» What is expected:
In the entries, find all lines that hold the word "Need" and copy them.

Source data
******

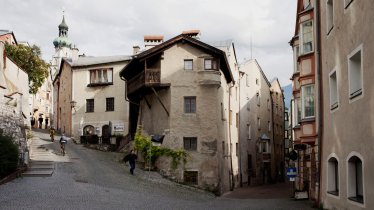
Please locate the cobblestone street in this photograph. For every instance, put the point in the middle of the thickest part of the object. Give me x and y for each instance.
(90, 179)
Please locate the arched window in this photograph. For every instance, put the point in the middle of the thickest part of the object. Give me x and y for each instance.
(88, 130)
(333, 176)
(355, 179)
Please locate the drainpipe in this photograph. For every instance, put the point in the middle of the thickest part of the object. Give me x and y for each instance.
(320, 100)
(231, 168)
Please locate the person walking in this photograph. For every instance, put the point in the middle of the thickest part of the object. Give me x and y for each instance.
(131, 158)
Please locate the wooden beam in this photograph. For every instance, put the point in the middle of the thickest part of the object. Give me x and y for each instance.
(158, 98)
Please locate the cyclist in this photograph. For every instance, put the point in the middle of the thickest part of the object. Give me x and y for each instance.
(52, 134)
(63, 141)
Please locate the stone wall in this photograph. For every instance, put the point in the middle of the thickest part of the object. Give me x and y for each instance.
(12, 124)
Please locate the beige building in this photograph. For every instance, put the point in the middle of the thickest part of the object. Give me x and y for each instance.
(305, 111)
(256, 130)
(14, 88)
(347, 46)
(88, 101)
(278, 120)
(185, 89)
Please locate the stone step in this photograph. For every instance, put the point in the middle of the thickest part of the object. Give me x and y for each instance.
(38, 173)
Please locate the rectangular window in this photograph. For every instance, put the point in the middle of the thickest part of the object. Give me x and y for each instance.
(333, 91)
(190, 177)
(190, 143)
(307, 101)
(355, 73)
(307, 37)
(188, 64)
(347, 3)
(210, 64)
(101, 76)
(109, 104)
(190, 104)
(329, 15)
(90, 105)
(249, 132)
(296, 53)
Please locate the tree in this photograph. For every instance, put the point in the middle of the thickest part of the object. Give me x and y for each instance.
(29, 59)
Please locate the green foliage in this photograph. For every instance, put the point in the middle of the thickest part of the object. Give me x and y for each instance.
(29, 59)
(8, 156)
(143, 144)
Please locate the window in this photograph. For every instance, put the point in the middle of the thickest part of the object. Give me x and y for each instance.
(347, 3)
(190, 104)
(307, 101)
(298, 111)
(355, 73)
(333, 176)
(90, 105)
(210, 64)
(101, 76)
(307, 37)
(329, 15)
(190, 177)
(109, 104)
(188, 64)
(190, 143)
(230, 117)
(258, 98)
(355, 180)
(333, 91)
(237, 119)
(296, 53)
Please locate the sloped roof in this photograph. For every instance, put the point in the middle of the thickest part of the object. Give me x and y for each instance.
(225, 67)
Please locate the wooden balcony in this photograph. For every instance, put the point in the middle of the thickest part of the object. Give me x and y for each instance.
(146, 78)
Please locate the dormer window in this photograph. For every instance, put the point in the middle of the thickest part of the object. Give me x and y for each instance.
(210, 64)
(101, 77)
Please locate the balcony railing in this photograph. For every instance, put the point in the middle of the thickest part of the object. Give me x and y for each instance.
(147, 77)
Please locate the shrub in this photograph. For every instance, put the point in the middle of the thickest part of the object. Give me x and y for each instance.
(8, 156)
(143, 144)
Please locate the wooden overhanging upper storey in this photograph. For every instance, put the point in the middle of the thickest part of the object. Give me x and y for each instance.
(144, 70)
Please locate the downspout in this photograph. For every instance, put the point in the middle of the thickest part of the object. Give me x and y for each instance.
(231, 168)
(320, 100)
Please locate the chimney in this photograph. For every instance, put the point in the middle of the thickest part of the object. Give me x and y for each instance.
(152, 40)
(135, 50)
(192, 33)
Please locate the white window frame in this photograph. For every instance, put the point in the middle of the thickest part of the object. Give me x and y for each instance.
(334, 91)
(302, 50)
(350, 182)
(354, 93)
(329, 15)
(303, 102)
(332, 183)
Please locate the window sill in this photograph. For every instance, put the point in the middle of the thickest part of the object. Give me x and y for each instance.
(99, 84)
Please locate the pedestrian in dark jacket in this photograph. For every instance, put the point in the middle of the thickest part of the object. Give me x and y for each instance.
(131, 158)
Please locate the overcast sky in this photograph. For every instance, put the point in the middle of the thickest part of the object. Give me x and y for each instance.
(113, 27)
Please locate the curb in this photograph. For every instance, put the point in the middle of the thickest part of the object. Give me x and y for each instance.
(14, 175)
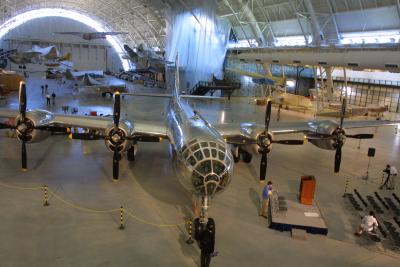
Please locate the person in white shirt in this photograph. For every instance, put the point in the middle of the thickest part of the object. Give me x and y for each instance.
(368, 224)
(393, 177)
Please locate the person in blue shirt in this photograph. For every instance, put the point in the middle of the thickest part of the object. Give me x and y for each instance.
(265, 199)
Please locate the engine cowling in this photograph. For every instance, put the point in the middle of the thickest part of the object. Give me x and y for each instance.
(325, 128)
(116, 137)
(257, 135)
(33, 118)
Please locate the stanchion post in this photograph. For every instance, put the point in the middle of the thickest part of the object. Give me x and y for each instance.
(190, 239)
(345, 187)
(121, 218)
(46, 197)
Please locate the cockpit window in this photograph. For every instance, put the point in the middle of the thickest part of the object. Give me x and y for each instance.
(199, 155)
(218, 167)
(195, 147)
(204, 144)
(204, 167)
(192, 161)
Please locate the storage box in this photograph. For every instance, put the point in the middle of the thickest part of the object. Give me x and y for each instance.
(307, 190)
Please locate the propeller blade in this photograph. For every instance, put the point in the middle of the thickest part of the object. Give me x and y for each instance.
(22, 99)
(338, 156)
(360, 136)
(117, 108)
(289, 142)
(263, 166)
(54, 129)
(268, 115)
(115, 165)
(85, 136)
(23, 156)
(343, 113)
(5, 126)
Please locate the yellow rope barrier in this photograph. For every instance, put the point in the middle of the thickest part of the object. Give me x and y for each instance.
(73, 205)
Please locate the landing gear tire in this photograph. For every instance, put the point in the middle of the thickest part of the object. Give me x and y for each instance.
(246, 156)
(131, 154)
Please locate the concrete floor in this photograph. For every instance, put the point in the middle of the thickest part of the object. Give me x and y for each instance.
(80, 172)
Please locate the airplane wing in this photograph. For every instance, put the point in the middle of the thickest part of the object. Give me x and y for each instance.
(142, 128)
(249, 74)
(114, 33)
(246, 133)
(69, 33)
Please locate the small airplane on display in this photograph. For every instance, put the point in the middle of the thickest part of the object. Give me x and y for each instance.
(204, 154)
(146, 59)
(9, 81)
(91, 35)
(77, 75)
(261, 78)
(104, 86)
(48, 56)
(279, 95)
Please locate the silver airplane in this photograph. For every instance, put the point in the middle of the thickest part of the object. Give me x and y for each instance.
(204, 154)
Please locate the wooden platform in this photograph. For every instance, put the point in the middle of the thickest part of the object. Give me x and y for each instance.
(297, 216)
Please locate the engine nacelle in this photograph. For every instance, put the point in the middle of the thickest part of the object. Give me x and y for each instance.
(255, 135)
(117, 136)
(326, 127)
(33, 119)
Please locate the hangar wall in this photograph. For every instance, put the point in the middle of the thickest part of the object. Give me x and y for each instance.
(200, 40)
(95, 54)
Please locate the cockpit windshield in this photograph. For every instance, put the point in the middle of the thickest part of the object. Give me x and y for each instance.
(211, 166)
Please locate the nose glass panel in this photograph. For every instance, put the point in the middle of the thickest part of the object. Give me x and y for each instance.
(211, 165)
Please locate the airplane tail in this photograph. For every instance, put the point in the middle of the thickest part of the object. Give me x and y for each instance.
(175, 91)
(68, 74)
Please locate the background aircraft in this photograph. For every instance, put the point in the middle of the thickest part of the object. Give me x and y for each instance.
(48, 56)
(103, 86)
(91, 35)
(9, 81)
(77, 75)
(146, 59)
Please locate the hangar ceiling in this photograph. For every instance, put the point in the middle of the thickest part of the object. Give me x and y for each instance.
(322, 21)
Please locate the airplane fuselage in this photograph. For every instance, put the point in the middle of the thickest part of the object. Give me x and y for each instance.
(203, 159)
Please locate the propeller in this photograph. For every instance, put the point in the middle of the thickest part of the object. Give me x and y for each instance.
(116, 136)
(24, 126)
(265, 141)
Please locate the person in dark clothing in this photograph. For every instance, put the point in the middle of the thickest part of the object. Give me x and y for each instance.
(386, 172)
(206, 240)
(48, 99)
(53, 97)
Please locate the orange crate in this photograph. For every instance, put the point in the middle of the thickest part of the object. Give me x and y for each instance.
(307, 190)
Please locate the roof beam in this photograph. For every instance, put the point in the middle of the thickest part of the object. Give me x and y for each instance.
(318, 35)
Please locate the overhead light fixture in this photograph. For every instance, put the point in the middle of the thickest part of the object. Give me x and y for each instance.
(20, 19)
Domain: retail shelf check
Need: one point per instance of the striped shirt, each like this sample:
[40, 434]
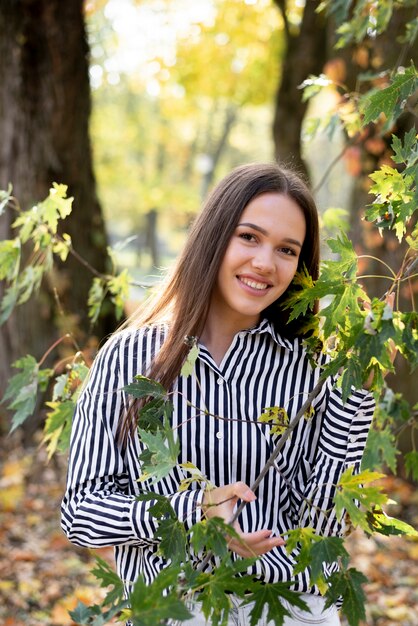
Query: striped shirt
[215, 419]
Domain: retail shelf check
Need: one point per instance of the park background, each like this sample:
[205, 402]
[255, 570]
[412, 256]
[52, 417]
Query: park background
[174, 95]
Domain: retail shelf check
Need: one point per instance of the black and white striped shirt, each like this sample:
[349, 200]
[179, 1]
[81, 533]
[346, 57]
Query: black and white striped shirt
[259, 370]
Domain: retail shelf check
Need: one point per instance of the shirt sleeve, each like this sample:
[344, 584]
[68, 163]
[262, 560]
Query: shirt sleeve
[339, 436]
[98, 508]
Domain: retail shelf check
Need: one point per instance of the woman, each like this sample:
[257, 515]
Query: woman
[256, 229]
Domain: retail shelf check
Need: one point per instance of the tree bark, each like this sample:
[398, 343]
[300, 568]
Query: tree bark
[44, 115]
[306, 53]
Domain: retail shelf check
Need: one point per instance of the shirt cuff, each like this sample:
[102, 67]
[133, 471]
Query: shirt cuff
[187, 506]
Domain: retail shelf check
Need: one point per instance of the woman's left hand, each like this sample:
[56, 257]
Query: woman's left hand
[221, 502]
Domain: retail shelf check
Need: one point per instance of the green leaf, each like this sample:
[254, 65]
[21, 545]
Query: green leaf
[82, 614]
[8, 302]
[391, 100]
[301, 540]
[326, 551]
[348, 585]
[5, 197]
[144, 387]
[227, 576]
[119, 287]
[383, 524]
[405, 151]
[411, 464]
[380, 450]
[172, 536]
[9, 259]
[195, 476]
[271, 595]
[22, 389]
[277, 417]
[350, 491]
[158, 601]
[188, 365]
[158, 460]
[57, 429]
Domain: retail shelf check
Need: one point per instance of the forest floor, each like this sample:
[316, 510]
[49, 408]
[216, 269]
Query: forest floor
[43, 576]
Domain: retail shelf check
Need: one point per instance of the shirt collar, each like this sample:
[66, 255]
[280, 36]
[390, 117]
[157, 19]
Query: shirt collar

******

» Output of the task:
Need: one point per instance of the striped shirt, each like this sample:
Need: one point per instance of the park background, each like this sample:
Need: one point per instance of the black and white striped shirt, each like this sample:
Need: one point per instance of the shirt sleeve, each like this sample:
Need: one point per instance of the woman, each like this sample:
Need: one point per instance of the tree bark, each like this sample:
Need: one point per instance of the shirt cuff, each like this sample:
Need: one point per instance of the woman's left hand, each like this sample:
Need: one point per instance of the green leaf, each like this sample:
Need: one point per instance of the forest floor, each like this sample:
Need: one point per instance of the shirt collar, each like this sample:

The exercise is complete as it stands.